• [Kutipan Dokumen]
1. Kasus Hak
Pekerja
ü Perbudakan
Buruh Panci di Tangerang
Praktek
perbudakan buruh pabrik panci di Kampung Bayur Opak, Desa Lebak Wangi,
Kabupaten Tangerang, diduga karena motif ekonomi. Pemilik pabrik ingin untung
besar dengan biaya yang sedikit.
"Sementara
ini diduga motifnya ekonomi," ujar Kepala Kepolisian Resor Kota Tangerang,
Komisaris Besar Bambang Priyo Andogo, Ahad, 5 Mei 2013.
Berdasarkan
keterangan para buruh dan tersangka, menurut Bambang, kerja paksa yang diiringi
dengan penyekapan, gaji rendah, hingga pengabaian hak-hak buruh itu dilakukan
oleh Yuki Irawan, pemilik CV Cahaya Logam, untuk menekan biaya operasional
perusahaan. "Intinya, mereka mau mengeluarkan biaya sedikit, tapi
mendapatkan hasil atau untung yang banyak," kata Bambang.
Meski
begitu, Bambang mengatakan, kesimpulan tersebut masih sementara. Alasannya,
pihak kepolisian masih terus melakukan pemeriksaan secara intensif kepada para
tersangka, termasuk Yuki Irawan. "Terus kami kembangkan dan
didalami," kata dia.

• [Soal Tugas]
Tuliskan kelanjutan berita tentang perbudakan buruh pabrik panci di Tangerang, mulai setelah kalimat terakhirnya.

• [Bagian Data]
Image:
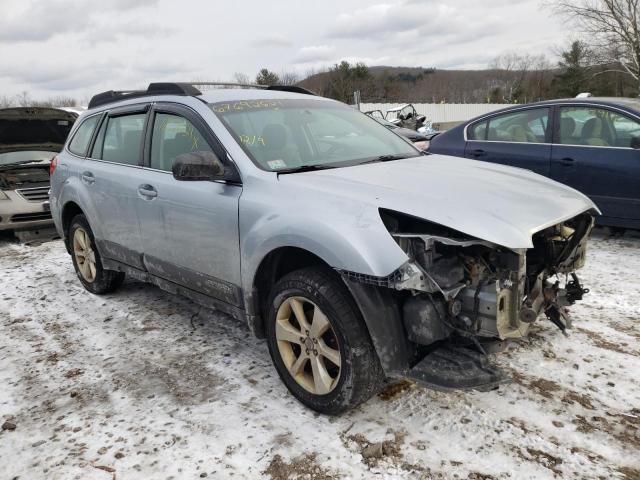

• [Jawaban Tertulis]
Kepolisian
Resor Tangerang telah menetapkan lima tersangka dalam kasus penganiayaan dan
kekerasan terhadap 25 buruh pabrik panci aluminium dan alat-alat dapur ini.
Pabrik itu digerebek polisi Jumat lalu, 3 Mei 2013, karena menyekap para buruh
dan memaksa mereka bekerja secara tidak wajar selama empat bulan.
Kelima
tersangka itu adalah Yuki Irawan, 41 tahun, pemilik pabrik, dan empat anak
buahnya: Tedi Sukarno (35), Sudirman (34), Nurdin alias Umar (25), dan Jaya
(30). Sudirman adalah bekas buruh asal Lampung yang diangkat Yuki sebagai
mandor.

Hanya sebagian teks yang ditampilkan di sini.